**Exercise aim**: Precise copying is required. Return the data below in full.

Segmentation mask data:
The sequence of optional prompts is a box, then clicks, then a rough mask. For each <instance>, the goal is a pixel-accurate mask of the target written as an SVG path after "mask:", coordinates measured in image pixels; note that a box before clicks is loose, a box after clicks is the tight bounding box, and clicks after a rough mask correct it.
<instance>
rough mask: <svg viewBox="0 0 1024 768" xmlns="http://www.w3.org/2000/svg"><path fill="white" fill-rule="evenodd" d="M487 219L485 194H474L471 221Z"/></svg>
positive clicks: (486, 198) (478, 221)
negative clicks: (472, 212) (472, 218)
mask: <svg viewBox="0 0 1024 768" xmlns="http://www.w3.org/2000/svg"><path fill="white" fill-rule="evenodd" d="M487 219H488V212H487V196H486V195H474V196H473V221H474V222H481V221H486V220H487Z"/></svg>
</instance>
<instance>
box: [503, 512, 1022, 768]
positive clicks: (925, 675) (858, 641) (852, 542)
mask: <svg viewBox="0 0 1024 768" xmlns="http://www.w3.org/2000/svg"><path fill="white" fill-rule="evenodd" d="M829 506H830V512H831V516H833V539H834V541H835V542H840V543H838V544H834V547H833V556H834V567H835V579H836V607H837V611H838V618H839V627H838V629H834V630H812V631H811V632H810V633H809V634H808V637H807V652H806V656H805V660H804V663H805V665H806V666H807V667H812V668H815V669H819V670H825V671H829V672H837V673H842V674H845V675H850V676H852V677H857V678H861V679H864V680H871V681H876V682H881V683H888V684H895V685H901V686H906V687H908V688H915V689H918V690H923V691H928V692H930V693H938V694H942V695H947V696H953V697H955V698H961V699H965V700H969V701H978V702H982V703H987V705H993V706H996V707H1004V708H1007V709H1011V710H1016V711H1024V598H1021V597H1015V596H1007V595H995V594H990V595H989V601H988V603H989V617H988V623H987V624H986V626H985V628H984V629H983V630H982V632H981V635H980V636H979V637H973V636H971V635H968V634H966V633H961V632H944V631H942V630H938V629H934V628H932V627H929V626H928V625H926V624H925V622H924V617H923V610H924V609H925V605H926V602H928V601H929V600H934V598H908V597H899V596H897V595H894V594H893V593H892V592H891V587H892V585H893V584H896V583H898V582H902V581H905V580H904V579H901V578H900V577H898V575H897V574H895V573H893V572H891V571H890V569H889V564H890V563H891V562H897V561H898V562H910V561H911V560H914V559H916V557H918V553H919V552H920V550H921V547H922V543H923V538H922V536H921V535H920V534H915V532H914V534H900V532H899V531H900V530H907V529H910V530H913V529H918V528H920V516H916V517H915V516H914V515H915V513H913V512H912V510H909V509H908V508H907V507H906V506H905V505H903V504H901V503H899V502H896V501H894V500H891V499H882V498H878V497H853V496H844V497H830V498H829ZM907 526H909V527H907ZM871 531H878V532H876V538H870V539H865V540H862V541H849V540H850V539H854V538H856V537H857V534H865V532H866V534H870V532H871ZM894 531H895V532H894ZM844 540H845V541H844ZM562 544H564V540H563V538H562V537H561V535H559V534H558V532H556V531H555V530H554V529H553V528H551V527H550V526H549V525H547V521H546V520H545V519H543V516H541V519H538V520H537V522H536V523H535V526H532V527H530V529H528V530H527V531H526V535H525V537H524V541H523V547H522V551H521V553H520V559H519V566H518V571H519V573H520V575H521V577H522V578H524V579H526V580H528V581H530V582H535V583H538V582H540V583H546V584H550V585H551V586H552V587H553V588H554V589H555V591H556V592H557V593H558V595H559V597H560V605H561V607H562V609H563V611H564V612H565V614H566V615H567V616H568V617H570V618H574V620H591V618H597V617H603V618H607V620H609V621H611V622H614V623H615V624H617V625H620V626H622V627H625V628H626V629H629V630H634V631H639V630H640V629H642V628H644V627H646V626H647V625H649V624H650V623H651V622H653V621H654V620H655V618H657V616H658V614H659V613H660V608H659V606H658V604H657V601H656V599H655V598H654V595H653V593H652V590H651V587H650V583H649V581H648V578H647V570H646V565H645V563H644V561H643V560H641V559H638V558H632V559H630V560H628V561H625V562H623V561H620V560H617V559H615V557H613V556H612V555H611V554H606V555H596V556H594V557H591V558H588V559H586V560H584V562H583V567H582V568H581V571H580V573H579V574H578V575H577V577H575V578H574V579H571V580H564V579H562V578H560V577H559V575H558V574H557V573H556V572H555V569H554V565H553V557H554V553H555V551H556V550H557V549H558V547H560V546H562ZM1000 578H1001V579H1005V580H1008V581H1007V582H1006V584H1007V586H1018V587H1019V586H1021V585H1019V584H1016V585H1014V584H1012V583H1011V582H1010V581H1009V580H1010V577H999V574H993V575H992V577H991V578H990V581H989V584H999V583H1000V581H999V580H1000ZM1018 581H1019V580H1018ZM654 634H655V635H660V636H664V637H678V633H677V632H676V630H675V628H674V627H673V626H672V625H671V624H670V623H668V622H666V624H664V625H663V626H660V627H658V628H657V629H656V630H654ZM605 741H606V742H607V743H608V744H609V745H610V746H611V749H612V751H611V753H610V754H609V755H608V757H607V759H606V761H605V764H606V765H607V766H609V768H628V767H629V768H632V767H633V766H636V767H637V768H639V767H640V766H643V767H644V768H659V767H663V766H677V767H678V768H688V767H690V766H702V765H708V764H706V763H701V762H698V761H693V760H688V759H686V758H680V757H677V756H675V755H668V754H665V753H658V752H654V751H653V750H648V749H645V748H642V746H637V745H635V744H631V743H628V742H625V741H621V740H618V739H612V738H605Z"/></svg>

**Response to the exercise**:
The sequence of optional prompts is a box, then clicks, then a rough mask. For each <instance>, the goal is a pixel-accurate mask of the target written as an SVG path after "mask:", coordinates measured in image pixels; note that a box before clicks is loose, a box after clicks is the tight bounding box, and clicks after a rough mask correct it.
<instance>
rough mask: <svg viewBox="0 0 1024 768" xmlns="http://www.w3.org/2000/svg"><path fill="white" fill-rule="evenodd" d="M487 219L485 194H474L471 221Z"/></svg>
positive clicks: (486, 198) (478, 221)
negative clicks: (472, 212) (472, 218)
mask: <svg viewBox="0 0 1024 768" xmlns="http://www.w3.org/2000/svg"><path fill="white" fill-rule="evenodd" d="M487 219H488V212H487V196H486V195H474V196H473V221H474V222H481V221H486V220H487Z"/></svg>
</instance>
<instance>
box: [503, 512, 1022, 768]
positive clicks: (925, 675) (858, 641) (852, 542)
mask: <svg viewBox="0 0 1024 768" xmlns="http://www.w3.org/2000/svg"><path fill="white" fill-rule="evenodd" d="M829 506H830V512H831V516H833V539H834V541H835V542H840V543H838V544H834V547H833V556H834V567H835V579H836V607H837V611H838V618H839V627H838V629H834V630H812V631H811V632H810V633H809V634H808V637H807V652H806V656H805V660H804V663H805V665H806V666H807V667H812V668H815V669H819V670H825V671H829V672H837V673H842V674H845V675H850V676H852V677H857V678H861V679H864V680H871V681H876V682H881V683H888V684H895V685H901V686H906V687H908V688H915V689H918V690H923V691H928V692H930V693H938V694H942V695H947V696H953V697H955V698H961V699H965V700H969V701H978V702H982V703H987V705H993V706H996V707H1004V708H1007V709H1011V710H1016V711H1024V598H1021V597H1015V596H1007V595H995V594H990V595H989V601H988V603H989V617H988V623H987V624H986V626H985V628H984V629H983V630H982V632H981V635H980V636H979V637H973V636H971V635H968V634H966V633H961V632H944V631H942V630H938V629H934V628H932V627H929V626H928V625H926V624H925V622H924V617H923V610H924V609H925V605H926V602H928V601H929V600H934V598H908V597H899V596H897V595H894V594H893V593H892V592H891V587H892V585H893V584H896V583H898V582H902V581H905V580H904V579H901V578H900V577H898V575H897V574H895V573H893V572H891V571H890V569H889V564H890V563H891V562H897V561H898V562H910V561H911V560H914V559H916V557H918V553H919V552H920V550H921V547H922V543H923V538H922V536H921V535H920V534H915V532H914V534H900V532H899V531H900V530H907V529H910V530H913V529H918V528H920V516H916V517H915V516H914V515H915V513H913V512H912V510H909V509H908V508H907V507H906V506H905V505H903V504H901V503H899V502H896V501H894V500H891V499H882V498H878V497H853V496H844V497H830V498H829ZM907 526H909V527H907ZM871 531H878V532H876V538H870V539H865V540H862V541H849V540H850V539H854V538H856V537H857V534H865V532H866V534H870V532H871ZM894 531H895V532H894ZM844 540H845V541H844ZM562 544H564V540H563V538H562V537H561V535H559V534H558V532H556V531H555V530H554V529H553V528H551V527H550V526H549V525H547V521H546V520H545V519H543V516H541V519H538V520H537V522H536V523H535V526H532V527H530V529H528V530H527V531H526V535H525V537H524V541H523V547H522V551H521V553H520V559H519V566H518V571H519V573H520V575H521V577H522V578H524V579H526V580H528V581H530V582H535V583H538V582H540V583H546V584H550V585H551V586H552V587H553V588H554V589H555V591H556V592H557V593H558V595H559V597H560V605H561V607H562V609H563V611H564V612H565V614H566V615H567V616H568V617H570V618H574V620H591V618H597V617H603V618H607V620H609V621H611V622H614V623H615V624H617V625H620V626H622V627H625V628H626V629H629V630H634V631H639V630H640V629H642V628H644V627H646V626H647V625H649V624H650V623H651V622H653V621H654V620H655V618H657V616H658V614H659V613H660V608H659V606H658V604H657V601H656V599H655V598H654V595H653V593H652V590H651V587H650V583H649V581H648V578H647V570H646V565H645V563H644V561H643V560H641V559H638V558H632V559H630V560H628V561H625V562H623V561H620V560H617V559H615V557H613V556H612V555H611V554H606V555H596V556H594V557H591V558H588V559H586V560H584V562H583V567H582V568H581V571H580V573H579V574H578V575H577V577H575V578H574V579H571V580H564V579H562V578H560V577H559V575H558V574H557V573H556V572H555V569H554V565H553V557H554V553H555V551H556V550H557V549H558V547H560V546H562ZM1000 578H1001V579H1005V580H1008V581H1007V582H1006V584H1007V586H1018V587H1019V586H1021V585H1019V584H1016V585H1014V584H1012V583H1011V582H1010V581H1009V580H1010V577H999V574H993V575H992V577H991V578H990V581H989V584H999V583H1000V581H999V580H1000ZM1018 581H1019V580H1018ZM654 634H655V635H660V636H664V637H678V633H677V632H676V630H675V628H674V627H673V626H672V625H671V624H670V623H668V622H666V624H664V625H663V626H660V627H658V628H657V629H656V630H654ZM605 741H606V742H607V743H608V744H609V745H610V746H611V749H612V751H611V753H610V754H609V755H608V757H607V759H606V761H605V764H606V765H607V766H609V768H628V767H629V768H632V767H633V766H636V767H637V768H639V767H640V766H643V767H644V768H659V767H663V766H677V767H678V768H688V767H690V766H702V765H708V764H706V763H701V762H698V761H693V760H688V759H686V758H680V757H677V756H675V755H668V754H665V753H658V752H654V751H653V750H648V749H645V748H642V746H637V745H635V744H631V743H628V742H625V741H621V740H618V739H612V738H605Z"/></svg>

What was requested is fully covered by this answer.